** Document passage **
Sector News

The digitisation of regulatory affairs

May 28, 2019
Life sciences

If information and process digitisation is as positively disruptive as its proponents claim, then what is the potential for transforming the management of marketing authorisation? Assuming this is considerable, what is involved in enabling practical, large-scale data management, and how can RA departments build on product data to help advance the broader business agenda?

Even today there remains a lot of confusion around what companies mean by digital transformation. Talk of making content ‘digital’ often refers to plans for capturing documents and information in an electronic format, while transformation refers to the new possibilities that are created as a result. But real transformation can only take place once organisations have reliable, ready and precise access to information and the insights it contains. Here, data doesn’t simply exist electronically; it can also be intelligently and quickly called up – and used in new ways to support advanced decision-making; to complete tasks more swiftly and accurately; and to generally make people’s lives easier.

In general, when companies talk about digital transformation, they are referring to information accessibility and knowledge exchange and the potential that is unlocked once this is improved significantly. The implication – and hope – is that, once everyone can plug in to the fuller insights they need, on demand, this will drive substantial improvements to productivity, and to process accuracy and efficiency.

One of the obvious beneficiaries of improved information management in life sciences is regulatory affairs – a function which must collate, curate, quality-check and prepare data ad infinitum, to stay compliant with the latest industry specifications and keep products on the market. Here we consider the specific opportunities enabled by digital transformation of this department and its activities.

Compliance-related collaboration

There have been some great advances in the way life sciences firms and regulating bodies capture, share and process important product-related data, as needed to get products into a given market, and to keep them there. Yet, although standards-based document templates and formats for electronic application submissions may have been an important step towards more efficient data exchange, any efficiency and productivity gains will remain limited unless the constituent data is easy to call up and verify as the definitive, correct information – to satisfy a given query, for instance, or enable a next action to be taken.

It is potentially of greater value still, if document compilation processes can be automated to some degree, from reliable, definitive, good-quality data about a product. It could also save human teams a lot of time and risk of error, if correct, up-to-date information contained in incoming submissions can be intelligently ‘read’ and filed by receiving systems, and automatically organised into databases where the same content can be readily extracted again in response to an authorised user’s search, or perhaps as part of broader analytics across a wider set of records.

** Material provided **

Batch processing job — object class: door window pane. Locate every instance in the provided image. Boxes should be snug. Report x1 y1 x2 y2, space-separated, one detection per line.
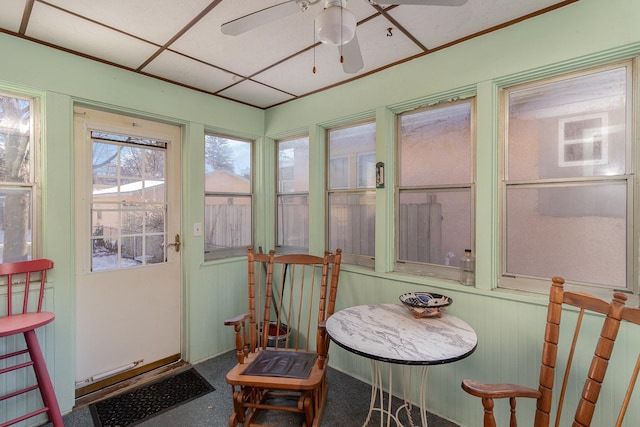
328 118 376 266
91 132 170 271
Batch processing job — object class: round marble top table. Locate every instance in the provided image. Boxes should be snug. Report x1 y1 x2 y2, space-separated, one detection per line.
327 304 478 365
327 304 478 427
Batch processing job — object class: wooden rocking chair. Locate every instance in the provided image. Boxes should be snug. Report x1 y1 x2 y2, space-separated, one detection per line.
462 277 640 427
225 248 341 427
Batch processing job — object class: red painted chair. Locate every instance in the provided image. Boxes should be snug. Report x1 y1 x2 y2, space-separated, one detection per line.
0 259 64 427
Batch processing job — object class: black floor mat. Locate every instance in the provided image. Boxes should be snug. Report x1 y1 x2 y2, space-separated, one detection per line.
90 369 215 427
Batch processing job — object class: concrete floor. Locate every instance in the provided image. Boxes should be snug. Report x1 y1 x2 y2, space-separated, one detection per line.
55 351 457 427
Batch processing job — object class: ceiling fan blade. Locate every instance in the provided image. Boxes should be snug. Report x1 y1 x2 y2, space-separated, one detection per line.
220 0 300 36
373 0 469 6
338 34 364 74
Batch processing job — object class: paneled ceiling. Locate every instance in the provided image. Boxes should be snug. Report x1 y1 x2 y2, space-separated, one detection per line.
0 0 577 108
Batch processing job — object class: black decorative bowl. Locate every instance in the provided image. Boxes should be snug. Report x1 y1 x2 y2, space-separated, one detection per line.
400 292 453 318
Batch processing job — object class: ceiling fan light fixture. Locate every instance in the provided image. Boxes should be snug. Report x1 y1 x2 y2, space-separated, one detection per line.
316 5 358 46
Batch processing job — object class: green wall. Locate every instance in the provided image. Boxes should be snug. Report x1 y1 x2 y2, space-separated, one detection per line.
265 0 640 426
0 33 264 420
0 0 640 426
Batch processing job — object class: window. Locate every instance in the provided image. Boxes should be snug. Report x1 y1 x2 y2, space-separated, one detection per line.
91 131 167 271
500 64 636 292
328 122 376 266
0 93 38 262
396 99 473 279
276 136 309 253
203 134 253 259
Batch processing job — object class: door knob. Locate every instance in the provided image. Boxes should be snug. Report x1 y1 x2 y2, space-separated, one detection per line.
167 234 180 252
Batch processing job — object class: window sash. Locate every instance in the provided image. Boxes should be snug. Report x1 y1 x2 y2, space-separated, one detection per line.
498 62 637 297
203 133 254 260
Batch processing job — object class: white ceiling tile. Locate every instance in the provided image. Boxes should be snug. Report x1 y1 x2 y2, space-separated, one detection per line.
0 0 569 108
219 80 293 108
389 0 559 49
171 0 376 76
142 51 239 92
0 0 26 33
42 0 211 46
26 2 158 68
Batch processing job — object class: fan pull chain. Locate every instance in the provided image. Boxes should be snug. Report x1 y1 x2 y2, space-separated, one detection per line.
313 19 316 74
340 1 344 64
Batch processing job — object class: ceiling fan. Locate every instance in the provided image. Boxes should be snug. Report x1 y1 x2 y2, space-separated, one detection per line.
220 0 468 73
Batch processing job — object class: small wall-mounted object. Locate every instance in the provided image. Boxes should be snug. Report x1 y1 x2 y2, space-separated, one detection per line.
376 162 384 188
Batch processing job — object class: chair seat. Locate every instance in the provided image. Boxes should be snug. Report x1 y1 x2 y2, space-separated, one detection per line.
0 311 55 337
227 350 327 390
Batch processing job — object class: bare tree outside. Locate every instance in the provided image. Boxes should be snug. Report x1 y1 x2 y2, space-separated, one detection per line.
0 95 33 262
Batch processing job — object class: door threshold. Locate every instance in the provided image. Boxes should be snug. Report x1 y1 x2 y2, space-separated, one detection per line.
73 359 191 410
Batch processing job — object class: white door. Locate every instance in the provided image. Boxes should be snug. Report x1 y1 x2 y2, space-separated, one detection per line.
74 107 182 395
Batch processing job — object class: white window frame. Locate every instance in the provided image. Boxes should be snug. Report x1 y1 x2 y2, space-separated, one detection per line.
0 88 42 262
325 119 377 269
394 95 476 281
497 57 640 305
275 135 311 253
203 131 256 261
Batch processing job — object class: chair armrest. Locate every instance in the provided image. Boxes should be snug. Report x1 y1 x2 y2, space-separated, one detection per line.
224 313 249 326
462 380 541 399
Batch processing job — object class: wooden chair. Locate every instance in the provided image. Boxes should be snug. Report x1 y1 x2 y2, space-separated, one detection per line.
225 248 342 427
462 277 640 427
0 259 64 427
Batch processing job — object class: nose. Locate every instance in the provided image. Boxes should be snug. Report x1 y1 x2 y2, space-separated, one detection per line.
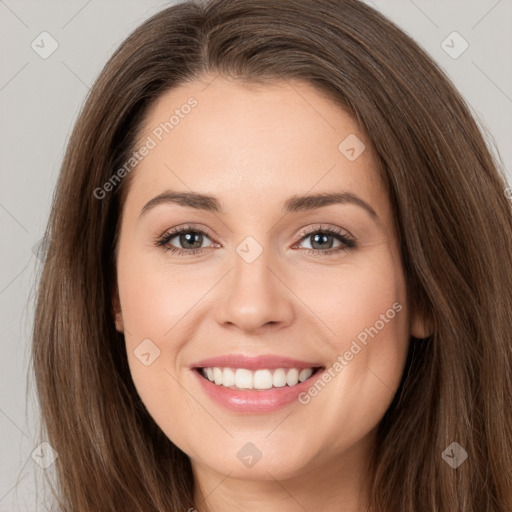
216 242 295 334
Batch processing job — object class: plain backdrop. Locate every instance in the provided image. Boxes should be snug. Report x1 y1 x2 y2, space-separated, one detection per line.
0 0 512 512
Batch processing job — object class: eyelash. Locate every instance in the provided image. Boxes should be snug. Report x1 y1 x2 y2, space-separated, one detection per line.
155 226 357 256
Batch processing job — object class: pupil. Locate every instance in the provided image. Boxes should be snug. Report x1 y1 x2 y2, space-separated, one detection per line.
311 234 332 249
180 233 203 249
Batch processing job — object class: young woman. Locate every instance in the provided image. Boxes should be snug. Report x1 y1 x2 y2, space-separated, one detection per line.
33 0 512 512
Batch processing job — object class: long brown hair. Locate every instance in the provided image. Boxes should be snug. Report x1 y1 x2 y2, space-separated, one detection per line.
32 0 512 512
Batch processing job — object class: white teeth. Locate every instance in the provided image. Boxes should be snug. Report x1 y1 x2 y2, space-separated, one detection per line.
272 368 286 388
235 368 252 389
286 368 299 386
202 367 313 390
222 368 236 387
299 368 313 382
252 370 272 389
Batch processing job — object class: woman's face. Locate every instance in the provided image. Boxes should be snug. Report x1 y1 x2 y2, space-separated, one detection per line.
115 77 425 482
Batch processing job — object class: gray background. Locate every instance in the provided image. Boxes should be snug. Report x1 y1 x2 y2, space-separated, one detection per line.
0 0 512 511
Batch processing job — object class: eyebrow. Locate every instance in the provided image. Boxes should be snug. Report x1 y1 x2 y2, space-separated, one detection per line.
139 190 378 220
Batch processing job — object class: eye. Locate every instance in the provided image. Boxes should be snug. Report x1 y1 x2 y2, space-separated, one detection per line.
292 227 356 255
156 226 212 255
155 226 356 256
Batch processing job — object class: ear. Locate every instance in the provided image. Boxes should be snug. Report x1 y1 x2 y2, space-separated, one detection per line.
112 286 124 332
409 312 433 339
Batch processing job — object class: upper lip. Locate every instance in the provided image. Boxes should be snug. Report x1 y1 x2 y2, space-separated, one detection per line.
190 354 322 370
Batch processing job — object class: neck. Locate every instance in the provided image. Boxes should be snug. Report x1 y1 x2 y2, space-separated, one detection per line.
191 430 369 512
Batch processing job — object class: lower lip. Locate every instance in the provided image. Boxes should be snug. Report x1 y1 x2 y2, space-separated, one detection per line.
194 370 323 414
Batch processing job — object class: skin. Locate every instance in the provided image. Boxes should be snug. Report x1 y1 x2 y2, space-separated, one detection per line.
114 77 428 512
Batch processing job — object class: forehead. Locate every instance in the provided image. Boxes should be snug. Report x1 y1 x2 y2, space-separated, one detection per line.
125 77 388 218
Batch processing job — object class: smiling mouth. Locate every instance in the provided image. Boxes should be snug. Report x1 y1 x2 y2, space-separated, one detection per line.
195 366 323 391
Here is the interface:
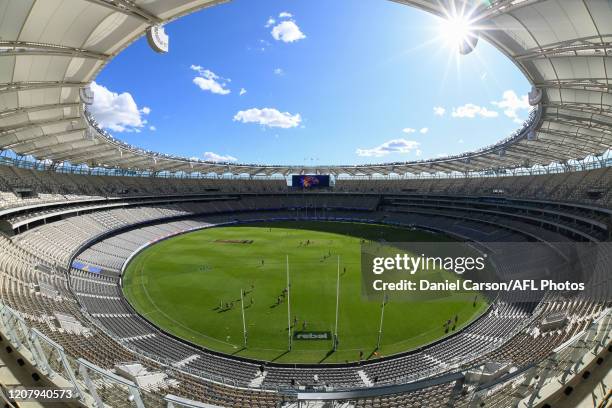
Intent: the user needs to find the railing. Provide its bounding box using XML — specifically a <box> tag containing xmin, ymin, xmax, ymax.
<box><xmin>460</xmin><ymin>308</ymin><xmax>612</xmax><ymax>407</ymax></box>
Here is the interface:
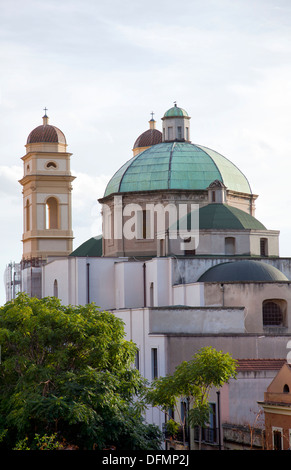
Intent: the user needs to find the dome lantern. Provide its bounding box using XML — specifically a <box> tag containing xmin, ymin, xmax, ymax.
<box><xmin>162</xmin><ymin>102</ymin><xmax>190</xmax><ymax>142</ymax></box>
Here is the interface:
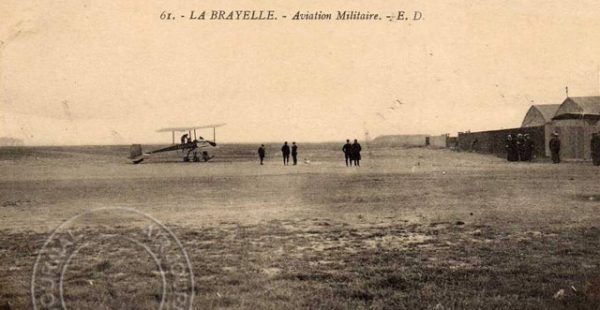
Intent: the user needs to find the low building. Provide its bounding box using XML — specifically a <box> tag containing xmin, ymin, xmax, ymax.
<box><xmin>546</xmin><ymin>96</ymin><xmax>600</xmax><ymax>160</ymax></box>
<box><xmin>0</xmin><ymin>137</ymin><xmax>23</xmax><ymax>146</ymax></box>
<box><xmin>372</xmin><ymin>135</ymin><xmax>429</xmax><ymax>147</ymax></box>
<box><xmin>521</xmin><ymin>104</ymin><xmax>560</xmax><ymax>127</ymax></box>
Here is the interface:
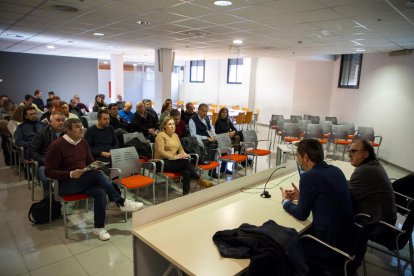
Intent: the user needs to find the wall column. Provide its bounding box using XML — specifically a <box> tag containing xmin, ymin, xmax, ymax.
<box><xmin>111</xmin><ymin>54</ymin><xmax>124</xmax><ymax>103</ymax></box>
<box><xmin>152</xmin><ymin>48</ymin><xmax>174</xmax><ymax>112</ymax></box>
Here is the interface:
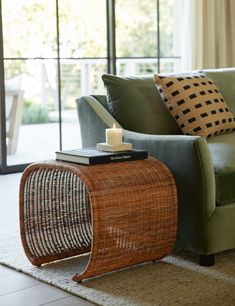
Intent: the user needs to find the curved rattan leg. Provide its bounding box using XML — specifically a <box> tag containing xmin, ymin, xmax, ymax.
<box><xmin>20</xmin><ymin>164</ymin><xmax>91</xmax><ymax>266</ymax></box>
<box><xmin>20</xmin><ymin>159</ymin><xmax>177</xmax><ymax>281</ymax></box>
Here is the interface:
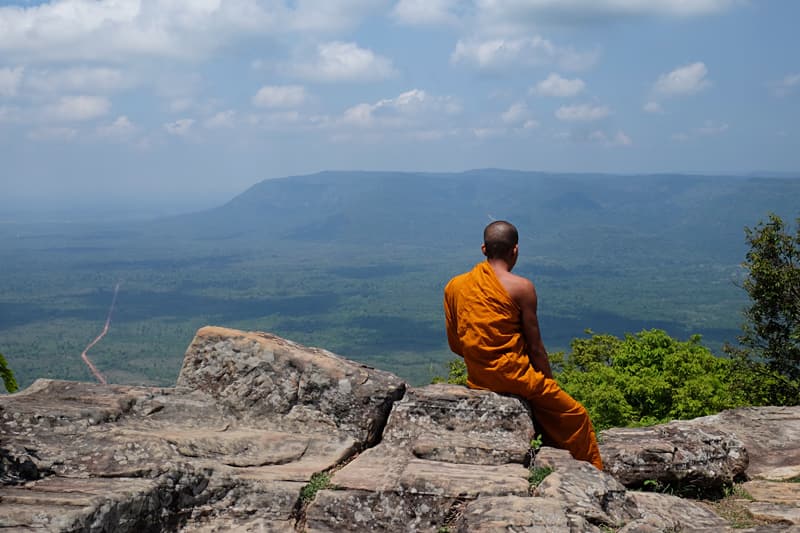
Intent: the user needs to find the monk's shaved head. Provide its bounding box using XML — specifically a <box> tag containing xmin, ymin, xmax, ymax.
<box><xmin>483</xmin><ymin>220</ymin><xmax>519</xmax><ymax>259</ymax></box>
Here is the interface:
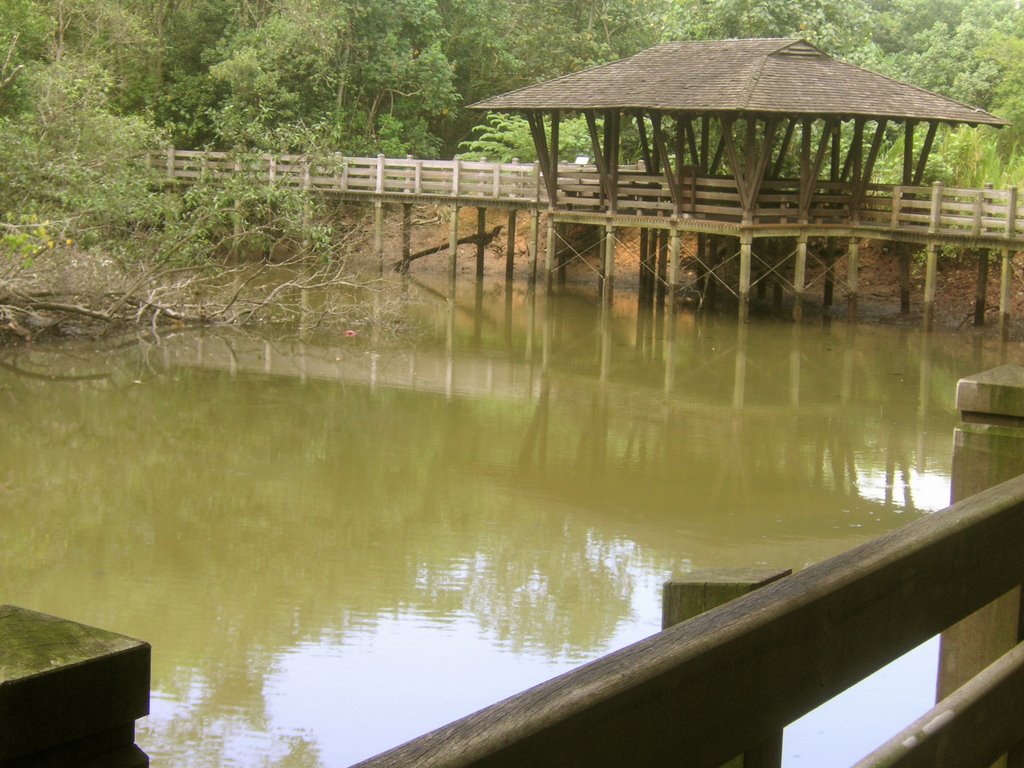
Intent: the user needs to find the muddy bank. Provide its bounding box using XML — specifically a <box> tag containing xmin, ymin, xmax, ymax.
<box><xmin>374</xmin><ymin>207</ymin><xmax>1024</xmax><ymax>340</ymax></box>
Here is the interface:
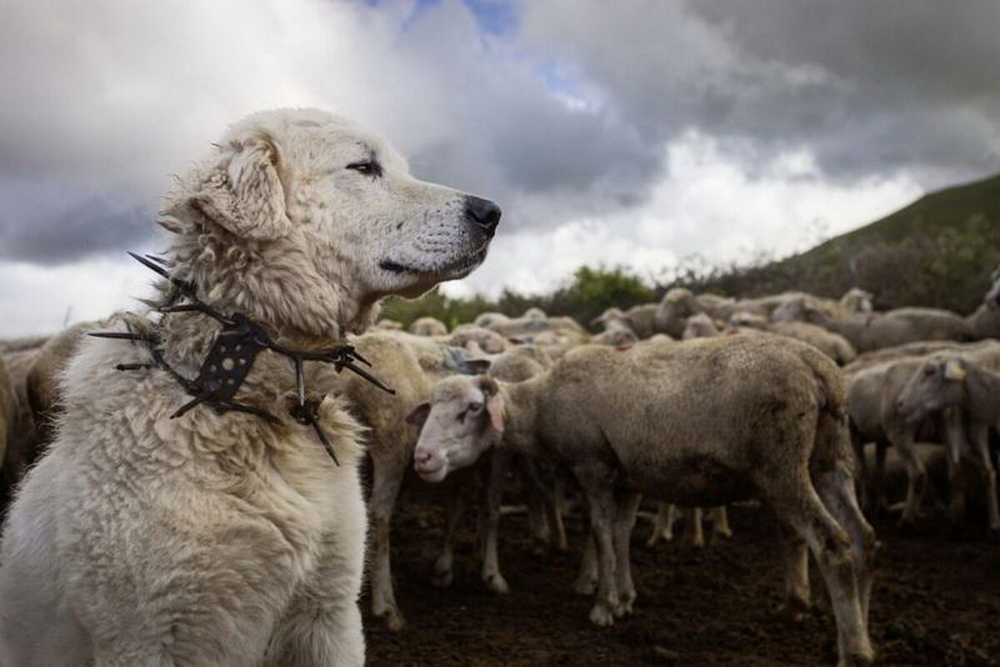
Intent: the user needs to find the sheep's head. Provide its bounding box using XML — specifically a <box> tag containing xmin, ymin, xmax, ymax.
<box><xmin>896</xmin><ymin>357</ymin><xmax>969</xmax><ymax>422</ymax></box>
<box><xmin>590</xmin><ymin>308</ymin><xmax>628</xmax><ymax>329</ymax></box>
<box><xmin>684</xmin><ymin>313</ymin><xmax>719</xmax><ymax>340</ymax></box>
<box><xmin>840</xmin><ymin>287</ymin><xmax>875</xmax><ymax>313</ymax></box>
<box><xmin>407</xmin><ymin>376</ymin><xmax>504</xmax><ymax>482</ymax></box>
<box><xmin>986</xmin><ymin>266</ymin><xmax>1000</xmax><ymax>309</ymax></box>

** Work to complete **
1. Could you copy, word for word, the part of the article on digitizing regulatory affairs that opens with the words containing "Sector News" and closes with "broader business agenda?"?
2. Can you carry on the article about digitizing regulatory affairs from its last sentence?

** Responses **
1.
Sector News

The digitisation of regulatory affairs

May 28, 2019
Life sciences

If information and process digitisation is as positively disruptive as its proponents claim, then what is the potential for transforming the management of marketing authorisation? Assuming this is considerable, what is involved in enabling practical, large-scale data management, and how can RA departments build on product data to help advance the broader business agenda?

2.
With digitisation, as opposed to electronic data capture, the template of documents is no longer simply Word based; it is encoded with the XML formatting, allowing linked, live data to be lifted from or delivered to databases. This offers all sorts of advantages for everyone concerned, reducing repetitive manual data re-entry and the associated scope for human error and delay. Regulatory rigour now involves checks happening in one main place, for instance, while automation simplifies the task of extracting data, entering this into documents, and checking for information consistency.

And this opportunity extends beyond pharmaceutical and biotech products, now. With regulatory changes, extended data requirements will also apply to medical devices and combination products.

Holistic data management, at scale

As source data, rather than static documents, becomes the emphasis of regulatory information management, life sciences companies must ensure they have the means to manage and maintain the quality and currency of all of this data.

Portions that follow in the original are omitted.